### [EXTRACT PROVIDED]
-=-=-

Table 14.3 lists the methods of the IAppServer interface, as well as the corresponding methods and events on the provider component and the client dataset. These IAppServer methods include a Provider parameter to indicate which provider on the application server should provide data or resolve updates. In addition, most methods include an OleVariant parameter called OwnerData that allows the client application and application server to pass custom information back and forth. OwnerData is not used by default, but is passed to all event handlers so that you can write code that allows your application server to adjust for this information before and after each client call.

Table 14.3   AppServer interface members

IAppServer	provider component	TClientDataSet
AS_ApplyUpdates method	ApplyUpdates method, BeforeApplyUpdates event, AfterApplyUpdates event	ApplyUpdates method, BeforeApplyUpdates event, AfterApplyUpdates event.
AS_DataRequest method	DataRequest method, OnDataRequest event	DataRequest method.
AS_Execute method	Execute method, BeforeExecute event, AfterExecute event	Execute method, BeforeExecute event, AfterExecute event.
AS_GetParams method	GetParams method, BeforeGetParams event, AfterGetParams event	FetchParams method, BeforeGetparams event, AfterGetParams event.
AS_GetProviderNames method	Used to identify all available providers.	Used to create a design-time list for ProviderName property.
AS_GetRecords method	GetRecords method, BeforeGetRecords event, AfterGetRecords event	GetNextPacket method, Data property, BeforeGetRecords event, AfterGetRecords event
AS_RowRequest method	RowRequest method, BeforeRowRequest event, AfterRowRequest event	FetchBlobs method, FetchDetails method, RefreshRecord method, BeforeRowRequest event, AfterRowRequest event

Choosing a connection protocol

Each communications protocol you can use to connect your client applications to the application server provides its own unique benefits. Before choosing a protocol, consider how many clients you expect, how you are deploying your application, and future development plans.

Using DCOM connections

DCOM provides the most direct approach to communication, requiring no additional runtime applications on the server. However, because DCOM is not included with Windows 95, client machines may not have DCOM installed.

-=-=-

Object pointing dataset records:
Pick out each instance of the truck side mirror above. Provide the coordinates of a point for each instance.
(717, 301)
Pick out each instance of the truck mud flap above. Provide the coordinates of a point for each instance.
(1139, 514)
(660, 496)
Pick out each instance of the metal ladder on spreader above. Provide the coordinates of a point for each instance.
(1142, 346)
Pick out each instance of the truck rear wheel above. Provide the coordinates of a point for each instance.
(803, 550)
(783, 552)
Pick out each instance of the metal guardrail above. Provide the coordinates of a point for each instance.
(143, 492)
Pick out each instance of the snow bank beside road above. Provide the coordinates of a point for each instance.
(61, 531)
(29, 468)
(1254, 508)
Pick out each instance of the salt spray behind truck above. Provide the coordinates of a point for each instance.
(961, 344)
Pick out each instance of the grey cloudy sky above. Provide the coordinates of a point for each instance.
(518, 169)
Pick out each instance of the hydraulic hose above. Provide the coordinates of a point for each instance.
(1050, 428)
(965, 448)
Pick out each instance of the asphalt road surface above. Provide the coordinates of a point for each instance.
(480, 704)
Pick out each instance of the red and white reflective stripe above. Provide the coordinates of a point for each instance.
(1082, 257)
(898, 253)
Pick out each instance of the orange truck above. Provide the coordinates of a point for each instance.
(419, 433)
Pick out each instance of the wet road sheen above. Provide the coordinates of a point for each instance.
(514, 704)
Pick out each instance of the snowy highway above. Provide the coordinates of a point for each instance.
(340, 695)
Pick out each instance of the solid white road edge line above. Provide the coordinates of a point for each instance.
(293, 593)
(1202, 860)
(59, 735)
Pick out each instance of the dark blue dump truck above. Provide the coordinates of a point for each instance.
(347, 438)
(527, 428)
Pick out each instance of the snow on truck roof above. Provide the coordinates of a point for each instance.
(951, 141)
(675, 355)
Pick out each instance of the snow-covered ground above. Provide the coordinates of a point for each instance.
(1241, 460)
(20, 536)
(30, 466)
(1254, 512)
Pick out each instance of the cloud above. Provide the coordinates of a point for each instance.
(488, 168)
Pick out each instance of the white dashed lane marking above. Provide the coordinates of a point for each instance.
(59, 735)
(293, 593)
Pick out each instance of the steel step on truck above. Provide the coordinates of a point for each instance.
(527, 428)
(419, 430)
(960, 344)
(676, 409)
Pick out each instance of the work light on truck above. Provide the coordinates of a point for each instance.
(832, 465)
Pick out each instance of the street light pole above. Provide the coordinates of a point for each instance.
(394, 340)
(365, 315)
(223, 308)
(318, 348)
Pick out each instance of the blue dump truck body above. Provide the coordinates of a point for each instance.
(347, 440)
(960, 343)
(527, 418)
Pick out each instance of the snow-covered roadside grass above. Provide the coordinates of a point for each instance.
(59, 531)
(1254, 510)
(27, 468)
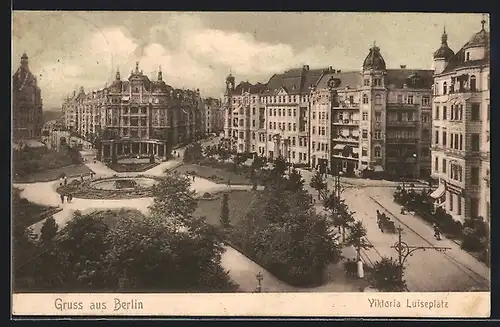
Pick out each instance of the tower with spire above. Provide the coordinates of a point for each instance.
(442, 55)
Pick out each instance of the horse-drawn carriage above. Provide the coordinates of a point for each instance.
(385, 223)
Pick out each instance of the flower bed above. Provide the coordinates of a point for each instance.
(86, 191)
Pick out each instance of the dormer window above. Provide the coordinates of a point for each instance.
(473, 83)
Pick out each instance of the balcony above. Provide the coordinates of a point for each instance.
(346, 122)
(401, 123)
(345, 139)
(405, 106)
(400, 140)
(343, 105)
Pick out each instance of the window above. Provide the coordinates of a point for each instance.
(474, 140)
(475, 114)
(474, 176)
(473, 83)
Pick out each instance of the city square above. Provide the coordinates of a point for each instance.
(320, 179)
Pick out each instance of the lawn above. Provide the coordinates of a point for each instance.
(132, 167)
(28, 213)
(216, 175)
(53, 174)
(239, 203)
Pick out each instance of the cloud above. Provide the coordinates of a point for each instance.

-=-=-

### [CHALLENGES]
(a) In the passage on the IAppServer interface, what is the name and type of the parameter that lets the client application and application server pass custom information back and forth?
(b) Continue the passage on the IAppServer interface and connection protocols, starting after its last sentence.

### [SOLVED PROBLEMS]
(a) It is an OleVariant parameter called OwnerData.

(b)
DCOM provides the only approach that lets you use MTS security. MTS security is based on assigning roles to the callers of MTS objects. When calling into MTS using DCOM, DCOM informs MTS about the client application that generated the call. MTS can then accurately determine the role of the caller. When using other protocols, however, there is a runtime executable, separate from the application server, that receives client calls. This runtime executable makes COM calls into the application server on behalf of the client. MTS can't assign roles to separate clients because, as far as MTS can tell, all calls to the application server are made by the runtime executable. For more information about MTS security, see "Role-based security".

Using Socket connections

TCP/IP Sockets let you create lightweight clients. For example, if you are writing a Web-based client application, you can't be sure that client systems support DCOM. Sockets provide a lowest common denominator that you know will be available for connecting to the application server. For more information about Sockets, see "Working with sockets".

Instead of instantiating the remote data module directly from the client (as happens with DCOM), sockets use a separate application on the server (ScktSrvr.exe), which accepts client requests and instantiates the remote data module using COM. The connection component on the client and ScktSrvr.exe on the server are responsible for marshaling IAppServer calls.

Note: ScktSrvr.exe can run as an NT service application. Register it with the Service manager by starting it using the -install command line option. You can unregister it using the -uninstall command line option.

Before you can use a socket connection, the application server must register its availability to clients using a socket connection. By default, all new remote data modules automatically register themselves by adding a call to EnableSocketTransport in the UpdateRegistry method. You can remove this call to prevent socket connections to your application server.

Note: Because older servers did not add this registration, you can disable the check for whether an application server is registered by unchecking the Connections|Registered Objects Only menu item on ScktSrvr.exe.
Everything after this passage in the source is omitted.